**EXERCISE TASKS**
a: List every year written as a four-digit number in the Château-Neuf article, in the order in which the years appear.
b: Write out the part of the Château-Neuf article that begins at the words "Construction" and stops after the words "on the Seine.".
c: According to the Château-Neuf article, who designed the French garden by the Seine?

***** QUOTED PASSAGE

Chateau-Neuf de Saint-Germain-en-Laye

The Château-Neuf de Saint-Germain-en-Laye was a French chateau (country house or castle), now mostly demolished, which served as the royal residence from the second half of the 16th century until 1680.

Contents

Construction

The central building, on the edge of the terrace, was ordered in 1556 by Henry II of France and Catherine de' Medici and was built by Philibert de l'Orme. Called in its day la maison du théâtre (the theater house), a succession of terraces and stairs gave access to the baignerie (from French baigner, "to bathe") on the Seine.

From the beginning of his reign in 1593, King Henry IV would come to Saint-Germain because he took pleasure in the view the château and its terraces offered of the valley of the Seine, a view like that of his birthplace, the Château de Pau. He ordered from Baptiste Androuet du Cerceau an expansion of the terraces by the Seine. Work began in 1594.

Quickly finished by executive architect Jean de Fourcy, with Guillaume Marchant conducting the masonry work, the job involved the installation of grottoes, with automated fountains made by Italians, the Francini brothers[1], Thomas and Alexandre. The French garden, spread out by the Seine on five terraces, was designed by landscape designer Étienne Dupérac and by gardener Claude Mollet.

History

At the outset, the château was the dwelling of those who had it built: Henry II, who died in 1559, from a lance wound received in a tournament in Paris, three years after the château was begun; and, above all, Catherine de' Medici.

**********
***** DATA UNDER STUDY

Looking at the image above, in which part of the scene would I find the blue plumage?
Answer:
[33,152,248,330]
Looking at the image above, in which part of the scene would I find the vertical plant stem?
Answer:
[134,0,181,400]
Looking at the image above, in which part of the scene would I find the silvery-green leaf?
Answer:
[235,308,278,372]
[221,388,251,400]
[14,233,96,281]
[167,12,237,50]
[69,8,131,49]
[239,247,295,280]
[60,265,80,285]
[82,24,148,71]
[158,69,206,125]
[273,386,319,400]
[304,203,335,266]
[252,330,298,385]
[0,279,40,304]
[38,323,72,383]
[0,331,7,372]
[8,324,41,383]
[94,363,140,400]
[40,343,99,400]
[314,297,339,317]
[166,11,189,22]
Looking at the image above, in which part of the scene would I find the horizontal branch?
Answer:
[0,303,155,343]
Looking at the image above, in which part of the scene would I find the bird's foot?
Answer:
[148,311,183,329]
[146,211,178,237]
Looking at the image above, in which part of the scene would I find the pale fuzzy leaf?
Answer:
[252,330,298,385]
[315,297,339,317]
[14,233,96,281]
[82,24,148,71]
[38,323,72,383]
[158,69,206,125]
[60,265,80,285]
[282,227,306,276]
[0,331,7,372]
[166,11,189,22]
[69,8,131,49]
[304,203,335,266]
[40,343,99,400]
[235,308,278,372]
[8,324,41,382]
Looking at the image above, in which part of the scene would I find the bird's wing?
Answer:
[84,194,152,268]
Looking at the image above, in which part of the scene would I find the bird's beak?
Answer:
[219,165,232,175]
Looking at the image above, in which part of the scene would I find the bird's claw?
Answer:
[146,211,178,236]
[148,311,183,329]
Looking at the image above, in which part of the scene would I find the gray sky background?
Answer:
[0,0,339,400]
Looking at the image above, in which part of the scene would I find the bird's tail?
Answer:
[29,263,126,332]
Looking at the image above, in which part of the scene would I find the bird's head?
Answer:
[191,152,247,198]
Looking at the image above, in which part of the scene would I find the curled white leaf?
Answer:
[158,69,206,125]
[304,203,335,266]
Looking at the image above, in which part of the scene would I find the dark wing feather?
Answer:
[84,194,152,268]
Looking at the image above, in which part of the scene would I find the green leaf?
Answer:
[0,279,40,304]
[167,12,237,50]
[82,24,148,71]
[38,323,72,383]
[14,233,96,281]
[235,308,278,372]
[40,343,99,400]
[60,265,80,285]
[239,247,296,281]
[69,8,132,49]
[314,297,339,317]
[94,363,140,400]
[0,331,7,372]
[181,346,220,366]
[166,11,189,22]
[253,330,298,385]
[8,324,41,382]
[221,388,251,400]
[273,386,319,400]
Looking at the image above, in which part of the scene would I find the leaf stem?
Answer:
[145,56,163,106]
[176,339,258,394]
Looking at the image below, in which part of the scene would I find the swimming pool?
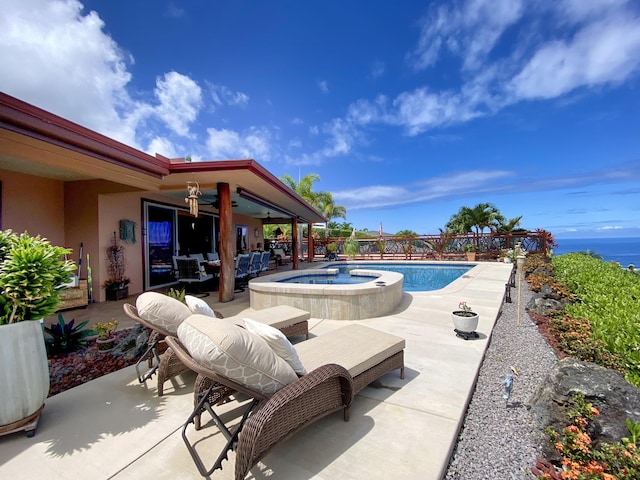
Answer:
[278,271,378,285]
[249,268,403,320]
[324,262,474,292]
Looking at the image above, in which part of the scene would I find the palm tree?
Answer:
[280,173,321,209]
[445,203,505,237]
[280,173,347,238]
[498,215,522,233]
[318,192,347,229]
[396,230,419,260]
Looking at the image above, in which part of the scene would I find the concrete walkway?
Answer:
[0,263,511,480]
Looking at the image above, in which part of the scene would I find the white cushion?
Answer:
[178,315,298,395]
[184,295,216,317]
[243,318,307,375]
[136,292,192,335]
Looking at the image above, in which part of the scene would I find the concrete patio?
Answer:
[0,262,511,480]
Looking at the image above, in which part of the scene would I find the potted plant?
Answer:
[451,302,480,340]
[104,232,129,301]
[464,243,476,262]
[375,238,387,260]
[0,230,75,436]
[93,318,118,350]
[343,238,360,260]
[327,242,338,262]
[396,230,418,260]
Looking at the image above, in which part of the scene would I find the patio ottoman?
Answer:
[239,305,311,339]
[295,324,405,394]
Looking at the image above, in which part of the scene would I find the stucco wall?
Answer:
[0,170,65,246]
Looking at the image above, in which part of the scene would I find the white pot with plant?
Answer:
[451,302,480,338]
[342,238,360,260]
[0,230,75,436]
[464,243,477,262]
[104,232,129,301]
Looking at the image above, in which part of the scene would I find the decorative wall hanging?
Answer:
[120,220,136,243]
[184,182,202,217]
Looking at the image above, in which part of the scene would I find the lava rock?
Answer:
[531,357,640,463]
[527,293,567,317]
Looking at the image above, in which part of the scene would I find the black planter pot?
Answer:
[106,286,129,302]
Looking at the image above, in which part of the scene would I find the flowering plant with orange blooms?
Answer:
[531,393,640,480]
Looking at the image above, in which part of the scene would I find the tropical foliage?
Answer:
[0,230,75,325]
[44,313,97,354]
[280,173,347,237]
[552,253,640,386]
[532,393,640,480]
[445,203,505,235]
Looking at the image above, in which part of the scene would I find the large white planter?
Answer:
[451,310,480,333]
[0,321,49,436]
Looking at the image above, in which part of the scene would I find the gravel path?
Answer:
[445,280,557,480]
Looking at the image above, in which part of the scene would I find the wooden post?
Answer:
[307,223,316,263]
[218,183,236,302]
[291,217,299,270]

**********

**OUTPUTS IN ORDER**
a: 1680, 1556, 1593, 1594, 1559

b:
Construction

The central building, on the edge of the terrace, was ordered in 1556 by Henry II of France and Catherine de' Medici and was built by Philibert de l'Orme. Called in its day la maison du théâtre (the theater house), a succession of terraces and stairs gave access to the baignerie (from French baigner, "to bathe") on the Seine.

c: Landscape designer Étienne Dupérac and gardener Claude Mollet designed it.